**OBJECTIF A**
Relevez toutes les entreprises désignées par leur nom dans le témoignage sur les Pêcheries et sécheries d'Aquitaine.
**OBJECTIF B**
Prolongez le témoignage sur les Pêcheries et sécheries d'Aquitaine à partir de sa dernière phrase.

**PAGE**
***

Pêcheries et sécheries d'Aquitaine


J’ai travaillé peu de temps à la verrerie Domec, vers la gare Saint-Jean. Je devais porter le verre à l’arche avec une longue tige qu’on enfilait dans de grands fours. Il ne fallait pas que le verre se colle sinon on nous enguirlandait. Puis on l’emmenait à une machine pour le couper et il ne fallait surtout pas que ça dépasse. Il faisait très chaud. On était payés à la tâche.
Puis j’ai travaillé la morue aux Pêcheries et sécheries d’Aquitaine, 226 rue des Quatre Castéra. Nous étions logés à côté de l’usine. Mon beau-père, mon beau-frère puis mon mari en ont été les contremaîtres. La construction du logement pour la famille, c’était la condition qu’avait mise mon beau-frère pour qu’on reste dans cette sécherie. À côté de notre usine, il y avait Salier et Boyer-Joubert. Nous étions nombreux dans l’usine, hommes et femmes.

***

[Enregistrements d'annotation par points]
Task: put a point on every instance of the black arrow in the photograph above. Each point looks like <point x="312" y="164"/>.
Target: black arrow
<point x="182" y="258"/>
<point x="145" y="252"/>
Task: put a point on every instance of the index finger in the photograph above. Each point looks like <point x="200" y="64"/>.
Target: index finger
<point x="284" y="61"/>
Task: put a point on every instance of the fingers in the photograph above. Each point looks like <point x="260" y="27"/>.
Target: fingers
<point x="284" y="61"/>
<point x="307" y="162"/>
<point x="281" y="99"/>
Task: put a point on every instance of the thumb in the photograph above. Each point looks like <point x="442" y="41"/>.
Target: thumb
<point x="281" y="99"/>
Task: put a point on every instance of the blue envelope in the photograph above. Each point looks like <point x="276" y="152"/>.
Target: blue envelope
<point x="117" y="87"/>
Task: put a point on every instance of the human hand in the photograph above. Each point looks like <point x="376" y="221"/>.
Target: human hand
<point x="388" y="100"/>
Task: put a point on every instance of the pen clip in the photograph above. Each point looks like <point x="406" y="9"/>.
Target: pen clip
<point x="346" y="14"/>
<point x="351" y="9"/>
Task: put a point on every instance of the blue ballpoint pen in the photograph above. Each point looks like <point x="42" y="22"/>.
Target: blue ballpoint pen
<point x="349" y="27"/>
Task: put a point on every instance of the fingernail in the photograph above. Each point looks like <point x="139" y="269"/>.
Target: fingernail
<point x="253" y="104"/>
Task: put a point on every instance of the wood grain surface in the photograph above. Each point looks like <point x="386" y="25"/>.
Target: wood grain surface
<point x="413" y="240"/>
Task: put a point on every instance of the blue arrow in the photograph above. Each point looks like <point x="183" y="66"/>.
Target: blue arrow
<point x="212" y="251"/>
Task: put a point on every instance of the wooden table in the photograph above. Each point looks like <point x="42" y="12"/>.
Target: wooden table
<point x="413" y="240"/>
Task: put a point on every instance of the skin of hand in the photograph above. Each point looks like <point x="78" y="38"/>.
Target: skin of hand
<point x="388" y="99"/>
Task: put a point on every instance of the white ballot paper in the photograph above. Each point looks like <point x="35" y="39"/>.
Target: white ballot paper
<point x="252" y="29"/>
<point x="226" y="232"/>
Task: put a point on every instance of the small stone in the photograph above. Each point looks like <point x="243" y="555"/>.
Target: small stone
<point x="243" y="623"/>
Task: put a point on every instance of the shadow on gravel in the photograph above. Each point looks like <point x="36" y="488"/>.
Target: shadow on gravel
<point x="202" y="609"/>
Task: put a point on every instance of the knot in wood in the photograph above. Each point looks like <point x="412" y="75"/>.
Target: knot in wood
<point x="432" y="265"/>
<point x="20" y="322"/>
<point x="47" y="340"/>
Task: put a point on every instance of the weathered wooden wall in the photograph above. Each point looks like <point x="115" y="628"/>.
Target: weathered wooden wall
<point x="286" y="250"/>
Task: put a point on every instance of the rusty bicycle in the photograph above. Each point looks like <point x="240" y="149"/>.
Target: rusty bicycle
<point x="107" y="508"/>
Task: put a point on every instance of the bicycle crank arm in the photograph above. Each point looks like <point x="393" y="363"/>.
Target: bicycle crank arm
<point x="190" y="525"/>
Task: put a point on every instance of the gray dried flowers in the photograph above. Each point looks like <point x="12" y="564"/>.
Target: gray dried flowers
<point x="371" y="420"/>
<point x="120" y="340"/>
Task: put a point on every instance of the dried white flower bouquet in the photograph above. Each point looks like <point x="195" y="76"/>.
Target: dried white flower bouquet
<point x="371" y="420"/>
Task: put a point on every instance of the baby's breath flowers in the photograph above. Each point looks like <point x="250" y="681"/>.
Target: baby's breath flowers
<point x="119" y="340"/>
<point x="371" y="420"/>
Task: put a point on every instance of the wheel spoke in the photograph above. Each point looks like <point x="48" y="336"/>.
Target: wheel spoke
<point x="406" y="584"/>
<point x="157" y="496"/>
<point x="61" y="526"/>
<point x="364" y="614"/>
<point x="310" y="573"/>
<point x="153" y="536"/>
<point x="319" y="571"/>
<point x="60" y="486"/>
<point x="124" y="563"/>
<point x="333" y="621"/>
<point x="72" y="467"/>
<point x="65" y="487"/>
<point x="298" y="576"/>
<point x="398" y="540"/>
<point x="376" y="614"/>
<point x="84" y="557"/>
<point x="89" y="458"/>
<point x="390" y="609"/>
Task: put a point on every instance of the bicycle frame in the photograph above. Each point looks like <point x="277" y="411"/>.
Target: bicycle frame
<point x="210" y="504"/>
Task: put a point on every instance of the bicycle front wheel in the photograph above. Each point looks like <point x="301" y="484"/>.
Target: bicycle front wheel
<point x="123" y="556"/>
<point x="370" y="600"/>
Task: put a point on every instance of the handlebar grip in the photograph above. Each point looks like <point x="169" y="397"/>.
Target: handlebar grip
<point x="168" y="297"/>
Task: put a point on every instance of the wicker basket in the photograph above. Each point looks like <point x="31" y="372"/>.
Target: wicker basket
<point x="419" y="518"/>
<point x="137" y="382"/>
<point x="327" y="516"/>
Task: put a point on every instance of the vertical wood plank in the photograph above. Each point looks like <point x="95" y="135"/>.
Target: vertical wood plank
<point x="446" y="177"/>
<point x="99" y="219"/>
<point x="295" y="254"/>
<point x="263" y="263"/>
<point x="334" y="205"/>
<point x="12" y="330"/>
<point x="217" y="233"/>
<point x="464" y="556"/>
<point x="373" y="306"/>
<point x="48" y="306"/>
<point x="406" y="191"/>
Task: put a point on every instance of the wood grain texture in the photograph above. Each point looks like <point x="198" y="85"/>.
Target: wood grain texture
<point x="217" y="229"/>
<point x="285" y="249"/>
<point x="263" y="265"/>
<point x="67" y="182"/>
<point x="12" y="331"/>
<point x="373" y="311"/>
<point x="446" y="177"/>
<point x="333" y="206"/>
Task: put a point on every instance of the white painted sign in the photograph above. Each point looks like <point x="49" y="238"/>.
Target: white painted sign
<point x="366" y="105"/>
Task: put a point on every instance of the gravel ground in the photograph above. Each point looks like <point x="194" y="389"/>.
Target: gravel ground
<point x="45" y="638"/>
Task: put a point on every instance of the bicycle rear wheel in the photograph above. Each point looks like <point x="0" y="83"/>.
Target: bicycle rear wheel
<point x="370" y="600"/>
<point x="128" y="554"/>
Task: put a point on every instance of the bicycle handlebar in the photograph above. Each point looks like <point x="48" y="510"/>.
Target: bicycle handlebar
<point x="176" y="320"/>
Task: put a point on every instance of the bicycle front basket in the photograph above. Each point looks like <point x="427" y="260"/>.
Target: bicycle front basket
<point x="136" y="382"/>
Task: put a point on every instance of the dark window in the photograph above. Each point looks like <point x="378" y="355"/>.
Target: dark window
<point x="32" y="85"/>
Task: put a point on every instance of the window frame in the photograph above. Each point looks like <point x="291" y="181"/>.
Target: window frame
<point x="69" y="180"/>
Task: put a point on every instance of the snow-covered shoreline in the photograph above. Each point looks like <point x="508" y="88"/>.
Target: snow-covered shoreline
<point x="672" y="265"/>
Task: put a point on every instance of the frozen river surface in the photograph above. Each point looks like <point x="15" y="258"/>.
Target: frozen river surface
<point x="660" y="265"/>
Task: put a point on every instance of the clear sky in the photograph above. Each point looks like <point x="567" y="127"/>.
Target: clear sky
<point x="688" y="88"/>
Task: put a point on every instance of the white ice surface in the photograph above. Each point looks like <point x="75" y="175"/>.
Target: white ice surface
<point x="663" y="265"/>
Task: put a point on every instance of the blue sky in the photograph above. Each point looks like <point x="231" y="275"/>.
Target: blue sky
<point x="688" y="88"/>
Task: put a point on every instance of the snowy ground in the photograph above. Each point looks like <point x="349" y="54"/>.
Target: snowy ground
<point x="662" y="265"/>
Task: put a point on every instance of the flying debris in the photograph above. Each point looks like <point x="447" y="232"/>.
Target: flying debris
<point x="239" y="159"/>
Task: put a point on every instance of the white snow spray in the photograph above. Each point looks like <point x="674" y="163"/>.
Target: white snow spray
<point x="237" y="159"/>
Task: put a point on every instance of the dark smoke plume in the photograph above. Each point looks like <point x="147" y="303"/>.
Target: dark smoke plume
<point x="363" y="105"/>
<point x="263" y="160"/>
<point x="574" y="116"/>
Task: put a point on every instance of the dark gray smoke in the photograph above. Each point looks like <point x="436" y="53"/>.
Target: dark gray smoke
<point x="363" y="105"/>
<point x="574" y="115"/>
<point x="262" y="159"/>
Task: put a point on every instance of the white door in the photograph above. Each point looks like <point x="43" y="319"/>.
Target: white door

***

**RÉSULTAT A**
La verrerie Domec, les Pêcheries et sécheries d'Aquitaine, Salier, Boyer-Joubert

**RÉSULTAT B**
Les bateaux de morues arrivaient à Bassens : il y avait l’Anita, le Bassilour, le Commandant Pleven… J’y suis allée quelquefois, ce sont des souvenirs émouvants. Quand les bateaux partaient, les femmes des marins chantaient. Les camions allaient charger la morue à Bassens et la ramenait dans les sécheries. Devant la porte de la sécherie, nous avions une grue. Un ouvrier se mettait à la grue et un autre sur les plateaux de morues pour les crocheter. Mon mari transportait les caisses de morues dans le frigo avec un chariot élévateur. Il fallait ensuite trier les morues dans le frigo par catégorie, petites, moyennes, moyennes-petites, grandes et grosses. On se caillait au frigo. Ensuite il fallait les laver. Une personne se mettait devant et les attrapait, une autre les lavait et une troisième les mettait sur un plateau pour les amener au séchage. On ne vidait pas les morues, ça se faisait sur le bateau. Il y avait ensuite plusieurs façons de travailler la morue, en fonction de leur catégorie : certaines étaient trempées, d’autres étaient séchées.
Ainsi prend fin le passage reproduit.